Given passage:
- - - -

The most reliable of the currently-available early indicators of COVID infection rates is PCR testing rates for the viral load in municipal wastewater. As you can see from the composite chart from the week just passed, Ontario’s wastewater test results have continued sloping upwards in their first sustained rise since early March. The number of that minority of Ontarians who remain eligible for PCR testing who tested positive for COVID infector turned sharply upward at roughly the same time (though that chart couldn’t be updated because those numbers are published only biweekly). The next, more lagging indicator is COVID hospitalizations, which have flattened out after an equally extend decline.
The most intriguing and somewhat disconcerting news comes from the US CDC biweekly report on the relative incidence of the COVID variants in new US infections. That data shows the most rapid change which we have yet seen in any two-week period. EG.5 (the direct descendant of the more familiar XBB.1.9.2) has jumped into first place as the most common Omicron variant, albeit with little more than a 17% US “market share”. Even more surprising is the unprecedented growth rate of FL.1.5.1 (the direct descendent of XBB.1.9.1) which enjoyed a 29-fold increase over the past 8 weeks, from a miniscule 0.3% to fifth-place 8.6%. While that growth will undoubtedly slow in the weeks ahead, this is the variant now most likely to achieve true dominance, and very quickly.

- - - -

Problems to solve:
1. In the COVID report above, revise the text from "The most intriguing" to "and very quickly." so that "disconcerting" becomes "unsettling".
2. Render this sentence from the COVID report in Spanish: "That data shows the most rapid change which we have yet seen in any two-week period."

- - - -

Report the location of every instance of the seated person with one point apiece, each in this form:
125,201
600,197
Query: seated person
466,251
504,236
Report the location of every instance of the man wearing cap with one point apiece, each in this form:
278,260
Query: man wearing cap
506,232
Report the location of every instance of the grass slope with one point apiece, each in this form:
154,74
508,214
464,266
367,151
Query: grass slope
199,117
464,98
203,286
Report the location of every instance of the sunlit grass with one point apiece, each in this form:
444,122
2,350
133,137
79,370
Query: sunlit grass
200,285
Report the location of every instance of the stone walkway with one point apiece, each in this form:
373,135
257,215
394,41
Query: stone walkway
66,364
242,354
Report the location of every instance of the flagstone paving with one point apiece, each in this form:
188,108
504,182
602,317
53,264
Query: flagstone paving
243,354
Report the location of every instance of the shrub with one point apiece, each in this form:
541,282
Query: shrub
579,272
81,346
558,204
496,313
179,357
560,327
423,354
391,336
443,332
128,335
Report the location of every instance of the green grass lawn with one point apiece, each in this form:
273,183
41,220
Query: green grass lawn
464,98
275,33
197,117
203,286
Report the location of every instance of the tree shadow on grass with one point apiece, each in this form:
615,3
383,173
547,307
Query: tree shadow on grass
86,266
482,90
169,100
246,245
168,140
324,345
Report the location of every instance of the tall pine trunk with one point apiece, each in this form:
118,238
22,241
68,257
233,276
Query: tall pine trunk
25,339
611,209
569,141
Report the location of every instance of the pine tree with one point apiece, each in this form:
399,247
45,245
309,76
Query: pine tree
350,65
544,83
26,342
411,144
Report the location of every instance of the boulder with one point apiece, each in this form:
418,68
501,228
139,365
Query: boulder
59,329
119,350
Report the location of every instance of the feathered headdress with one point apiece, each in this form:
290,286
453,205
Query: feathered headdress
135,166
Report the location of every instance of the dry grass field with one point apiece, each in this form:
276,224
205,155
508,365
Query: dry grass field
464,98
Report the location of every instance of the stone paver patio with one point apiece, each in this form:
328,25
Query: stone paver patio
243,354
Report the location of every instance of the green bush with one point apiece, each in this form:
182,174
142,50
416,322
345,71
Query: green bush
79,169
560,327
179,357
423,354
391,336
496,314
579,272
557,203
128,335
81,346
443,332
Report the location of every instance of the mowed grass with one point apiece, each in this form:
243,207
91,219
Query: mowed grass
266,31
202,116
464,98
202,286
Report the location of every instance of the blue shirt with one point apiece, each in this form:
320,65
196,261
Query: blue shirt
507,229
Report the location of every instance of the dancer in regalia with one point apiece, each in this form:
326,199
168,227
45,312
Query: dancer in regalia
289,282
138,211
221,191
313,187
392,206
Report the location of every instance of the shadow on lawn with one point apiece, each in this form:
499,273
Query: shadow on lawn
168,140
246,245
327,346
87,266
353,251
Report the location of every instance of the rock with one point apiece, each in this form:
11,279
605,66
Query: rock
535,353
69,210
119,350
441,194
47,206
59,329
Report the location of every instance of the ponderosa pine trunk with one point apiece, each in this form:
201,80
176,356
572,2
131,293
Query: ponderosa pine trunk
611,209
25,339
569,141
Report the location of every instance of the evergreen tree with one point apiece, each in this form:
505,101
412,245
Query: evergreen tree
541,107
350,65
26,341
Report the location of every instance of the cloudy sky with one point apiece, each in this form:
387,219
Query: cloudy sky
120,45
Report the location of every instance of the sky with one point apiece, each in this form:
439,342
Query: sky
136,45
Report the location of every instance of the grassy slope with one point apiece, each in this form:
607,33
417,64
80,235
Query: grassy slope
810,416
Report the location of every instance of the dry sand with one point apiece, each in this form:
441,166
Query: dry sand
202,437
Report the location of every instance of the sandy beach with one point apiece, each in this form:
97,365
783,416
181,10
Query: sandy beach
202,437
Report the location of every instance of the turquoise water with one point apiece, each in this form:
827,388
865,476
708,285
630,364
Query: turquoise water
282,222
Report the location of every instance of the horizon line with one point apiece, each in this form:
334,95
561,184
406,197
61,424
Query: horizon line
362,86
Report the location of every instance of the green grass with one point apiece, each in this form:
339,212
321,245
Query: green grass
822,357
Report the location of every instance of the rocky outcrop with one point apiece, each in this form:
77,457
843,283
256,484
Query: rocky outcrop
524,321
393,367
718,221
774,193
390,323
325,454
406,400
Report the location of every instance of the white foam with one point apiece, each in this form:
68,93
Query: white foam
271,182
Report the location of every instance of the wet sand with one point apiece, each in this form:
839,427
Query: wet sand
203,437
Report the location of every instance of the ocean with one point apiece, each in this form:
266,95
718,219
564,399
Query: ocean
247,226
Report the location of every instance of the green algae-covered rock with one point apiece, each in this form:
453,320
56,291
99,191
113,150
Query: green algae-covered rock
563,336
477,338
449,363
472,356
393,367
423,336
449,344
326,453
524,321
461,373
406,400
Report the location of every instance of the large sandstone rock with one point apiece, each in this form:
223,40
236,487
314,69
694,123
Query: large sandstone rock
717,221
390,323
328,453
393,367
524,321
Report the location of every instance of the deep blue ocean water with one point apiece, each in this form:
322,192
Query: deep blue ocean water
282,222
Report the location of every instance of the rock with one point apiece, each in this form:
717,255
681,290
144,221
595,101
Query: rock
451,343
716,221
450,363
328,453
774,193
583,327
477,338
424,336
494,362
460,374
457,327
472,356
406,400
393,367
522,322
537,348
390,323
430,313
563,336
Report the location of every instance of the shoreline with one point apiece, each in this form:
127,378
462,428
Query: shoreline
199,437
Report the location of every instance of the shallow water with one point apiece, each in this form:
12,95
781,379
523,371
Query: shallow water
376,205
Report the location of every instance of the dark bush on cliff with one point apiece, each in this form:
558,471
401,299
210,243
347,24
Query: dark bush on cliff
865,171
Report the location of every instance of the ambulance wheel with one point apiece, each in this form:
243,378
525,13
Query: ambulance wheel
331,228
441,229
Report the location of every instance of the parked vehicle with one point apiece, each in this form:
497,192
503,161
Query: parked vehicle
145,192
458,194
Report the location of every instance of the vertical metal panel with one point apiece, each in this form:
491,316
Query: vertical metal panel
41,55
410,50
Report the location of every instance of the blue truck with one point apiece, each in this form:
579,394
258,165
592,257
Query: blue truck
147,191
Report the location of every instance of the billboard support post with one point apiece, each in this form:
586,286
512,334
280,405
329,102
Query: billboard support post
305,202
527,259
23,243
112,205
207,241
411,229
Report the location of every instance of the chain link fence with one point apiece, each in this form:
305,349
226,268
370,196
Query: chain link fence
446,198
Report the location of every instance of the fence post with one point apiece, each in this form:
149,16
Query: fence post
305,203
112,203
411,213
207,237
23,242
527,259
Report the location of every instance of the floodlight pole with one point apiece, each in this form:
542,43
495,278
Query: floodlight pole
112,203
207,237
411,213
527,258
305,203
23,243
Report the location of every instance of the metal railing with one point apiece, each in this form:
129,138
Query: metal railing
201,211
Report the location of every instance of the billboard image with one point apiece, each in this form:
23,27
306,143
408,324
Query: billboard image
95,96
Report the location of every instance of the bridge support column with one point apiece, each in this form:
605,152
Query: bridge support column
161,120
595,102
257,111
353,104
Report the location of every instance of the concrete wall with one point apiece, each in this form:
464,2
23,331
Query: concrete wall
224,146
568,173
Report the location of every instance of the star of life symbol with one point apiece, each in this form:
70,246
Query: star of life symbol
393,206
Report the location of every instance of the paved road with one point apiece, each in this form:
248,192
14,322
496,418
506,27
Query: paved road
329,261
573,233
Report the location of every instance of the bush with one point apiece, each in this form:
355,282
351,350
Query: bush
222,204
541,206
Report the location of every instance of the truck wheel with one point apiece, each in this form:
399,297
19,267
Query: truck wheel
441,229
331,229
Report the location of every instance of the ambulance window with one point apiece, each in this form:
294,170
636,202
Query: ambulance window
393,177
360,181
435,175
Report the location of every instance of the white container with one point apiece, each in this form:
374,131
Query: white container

- - - -

Answers in order:
1.
The most intriguing and somewhat unsettling news comes from the US CDC biweekly report on the relative incidence of the COVID variants in new US infections. That data shows the most rapid change which we have yet seen in any two-week period. EG.5 (the direct descendant of the more familiar XBB.1.9.2) has jumped into first place as the most common Omicron variant, albeit with little more than a 17% US “market share”. Even more surprising is the unprecedented growth rate of FL.1.5.1 (the direct descendent of XBB.1.9.1) which enjoyed a 29-fold increase over the past 8 weeks, from a miniscule 0.3% to fifth-place 8.6%. While that growth will undoubtedly slow in the weeks ahead, this is the variant now most likely to achieve true dominance, and very quickly.

2. Esos datos muestran el cambio más rápido que hemos visto hasta ahora en cualquier período de dos semanas.